::: DATA SHOWN
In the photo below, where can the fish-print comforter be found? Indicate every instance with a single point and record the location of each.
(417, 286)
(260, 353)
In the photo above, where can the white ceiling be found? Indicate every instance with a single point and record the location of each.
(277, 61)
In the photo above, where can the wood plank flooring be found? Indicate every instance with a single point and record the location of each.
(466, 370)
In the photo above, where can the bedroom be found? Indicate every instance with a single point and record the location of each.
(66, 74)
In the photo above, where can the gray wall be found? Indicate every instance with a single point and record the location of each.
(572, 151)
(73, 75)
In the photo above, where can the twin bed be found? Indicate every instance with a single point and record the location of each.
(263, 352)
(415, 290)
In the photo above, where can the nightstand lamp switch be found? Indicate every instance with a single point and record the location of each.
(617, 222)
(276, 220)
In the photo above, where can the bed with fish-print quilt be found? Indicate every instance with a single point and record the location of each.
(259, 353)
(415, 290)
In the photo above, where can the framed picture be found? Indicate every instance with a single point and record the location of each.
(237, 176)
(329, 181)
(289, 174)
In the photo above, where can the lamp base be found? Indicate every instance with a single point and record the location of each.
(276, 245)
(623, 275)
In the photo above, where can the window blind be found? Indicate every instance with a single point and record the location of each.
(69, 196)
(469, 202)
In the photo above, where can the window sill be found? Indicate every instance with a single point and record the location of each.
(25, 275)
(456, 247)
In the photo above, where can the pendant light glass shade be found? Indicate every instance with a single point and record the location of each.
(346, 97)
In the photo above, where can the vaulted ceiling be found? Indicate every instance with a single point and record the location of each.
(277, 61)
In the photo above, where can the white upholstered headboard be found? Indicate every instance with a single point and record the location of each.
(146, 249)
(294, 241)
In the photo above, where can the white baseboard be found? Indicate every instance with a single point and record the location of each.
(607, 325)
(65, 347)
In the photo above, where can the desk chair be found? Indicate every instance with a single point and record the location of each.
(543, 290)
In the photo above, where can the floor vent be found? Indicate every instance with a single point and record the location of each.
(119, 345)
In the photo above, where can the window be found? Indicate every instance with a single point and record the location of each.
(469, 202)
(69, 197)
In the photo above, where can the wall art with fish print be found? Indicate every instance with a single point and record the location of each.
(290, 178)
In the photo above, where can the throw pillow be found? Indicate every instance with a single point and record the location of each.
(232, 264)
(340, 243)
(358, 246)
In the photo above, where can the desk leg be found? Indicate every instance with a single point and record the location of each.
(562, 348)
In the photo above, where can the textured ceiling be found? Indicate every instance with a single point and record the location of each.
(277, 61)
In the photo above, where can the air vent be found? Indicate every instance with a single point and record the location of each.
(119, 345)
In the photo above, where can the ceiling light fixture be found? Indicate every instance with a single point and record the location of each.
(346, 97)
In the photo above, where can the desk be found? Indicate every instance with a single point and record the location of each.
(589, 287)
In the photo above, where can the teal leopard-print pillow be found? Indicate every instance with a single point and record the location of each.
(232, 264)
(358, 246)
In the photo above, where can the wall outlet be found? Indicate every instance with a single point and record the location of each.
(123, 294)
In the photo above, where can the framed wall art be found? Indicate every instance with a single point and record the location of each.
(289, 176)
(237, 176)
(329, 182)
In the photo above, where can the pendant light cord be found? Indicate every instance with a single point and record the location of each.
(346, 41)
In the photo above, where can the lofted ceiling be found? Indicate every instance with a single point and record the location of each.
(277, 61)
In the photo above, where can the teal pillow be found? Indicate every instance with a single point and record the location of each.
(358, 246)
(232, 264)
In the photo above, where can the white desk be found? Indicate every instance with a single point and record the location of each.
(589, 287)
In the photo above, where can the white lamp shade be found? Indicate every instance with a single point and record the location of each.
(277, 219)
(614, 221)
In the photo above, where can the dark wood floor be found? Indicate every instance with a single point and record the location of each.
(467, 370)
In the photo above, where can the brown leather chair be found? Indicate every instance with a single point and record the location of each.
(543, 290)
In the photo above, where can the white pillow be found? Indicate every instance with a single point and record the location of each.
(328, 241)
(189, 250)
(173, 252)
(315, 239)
::::::
▶ EXERCISE PROMPT
Repeat the listing in its entirety, keeping each line as it is.

▶ RESPONSE
In the photo below, where can the fish-print comforter be found? Indicate every instance with a single point and record the location of each.
(417, 286)
(260, 353)
In the photo above, where can the white ceiling be found? Indicate every instance with a single point and record the location of each.
(277, 61)
In the photo above, where can the wood plank flooring be found? Indicate every instance with a single point and record the location of each.
(466, 370)
In the photo above, where can the bedroom be found? Indicate every instance with a single point and record the location of each.
(66, 74)
In the photo above, where can the gray wall be found? Indicate every instance with a single point and record the location of each.
(572, 151)
(73, 75)
In the photo above, where can the twin bed be found? Indicate every instance with a single point and record the location of each.
(263, 352)
(415, 290)
In the photo above, where can the nightstand lamp switch be found? Indicate every instance with a single point and record the location of each.
(617, 222)
(276, 220)
In the photo above, where can the bed with fish-print quilt be found? Indicate every instance with a single point and record the location of each.
(259, 353)
(415, 290)
In the photo above, where can the framed picture be found? Indicate every instance with a single point and record the location of each.
(237, 176)
(329, 181)
(289, 174)
In the photo above, where can the lamp base be found? Indicate every instance with a single point and record the location of each.
(276, 245)
(623, 275)
In the photo above, where can the window blind be found? Indicate every instance with a single point and record the location of each.
(69, 196)
(469, 202)
In the photo above, where can the window sill be found? Indicate every instance with a single point and record the location of each.
(25, 275)
(456, 247)
In the photo above, where can the pendant light glass shade be found? Indicate every instance with a single point and record the location of each.
(346, 97)
In the photo above, where can the vaulted ceiling be found? Indicate every instance with a single point and record the location of each.
(277, 61)
In the photo above, where can the white upholstered headboard be found? Indicate every instance with a single point and record the location of each.
(146, 249)
(294, 241)
In the photo above, where can the white baseboard be found? Indicate every instance with a single point and record the location of each.
(607, 325)
(65, 347)
In the photo above, where can the desk chair be found? Indicate every instance with a single point and record the location of each.
(543, 290)
In the photo above, where can the floor vent be found? Indicate every instance with a single point and record the location of each.
(119, 345)
In the photo above, where can the window be found? Indicate every instance with a single point and record the location of each.
(469, 202)
(69, 197)
In the photo above, where can the wall art with fish print be found? Indicate every instance with a single point and record the location of each.
(290, 178)
In the photo above, where can the throw pillow be found? Indicate every instance with a single point and record the location of each.
(232, 264)
(340, 243)
(358, 246)
In the photo above, where can the desk leg be found? Indicate every instance with a single point and record the location of each.
(562, 348)
In the photo above, where can the textured ceiling be found? Indicate every instance with a single point and record the location of each.
(277, 61)
In the photo above, where can the air vent be found? Indicate every instance with a single point and record the location of each.
(119, 345)
In the photo above, where can the ceiling light fixture be found? Indicate every instance with a single point and record the location of each.
(346, 97)
In the photo above, where can the desk be found? Indicate every instance with a single point and record the location of each.
(589, 287)
In the photo above, where can the teal leopard-print pillow be found? Indicate every instance with a single point and record the location of each.
(232, 264)
(358, 246)
In the photo above, where can the wall outlet be found? Indicate every instance with a single point and record the location of each.
(123, 294)
In the photo above, where can the framed wall art be found? Indicate every instance with a single point and record the location of each.
(289, 176)
(237, 176)
(329, 182)
In the photo above, where can the pendant light cord be found? Indicate every instance with a single point and record the location of each.
(346, 41)
In the photo above, where can the lofted ceiling be found? Indicate every instance with a single point and record the location of each.
(277, 61)
In the photo above, where can the teal pillow be found? Indicate every instance with a single point and record the location of each.
(358, 246)
(232, 264)
In the photo above, where can the white desk be found? Indicate every instance with a single point and record the location of each.
(589, 287)
In the photo above, where can the white lamp shade be found? Indicate every instance with a single point and record the location of each.
(277, 219)
(614, 221)
In the photo above, where can the dark wood floor be found? Indicate every instance with a single point and record the location of each.
(467, 370)
In the photo above, where can the brown leather chair be found? Indicate every instance with a single point and record the location of each.
(543, 290)
In the photo above, where can the white pillow be found? Indicate every instance with a single point and record the location of each.
(328, 241)
(189, 250)
(173, 252)
(315, 239)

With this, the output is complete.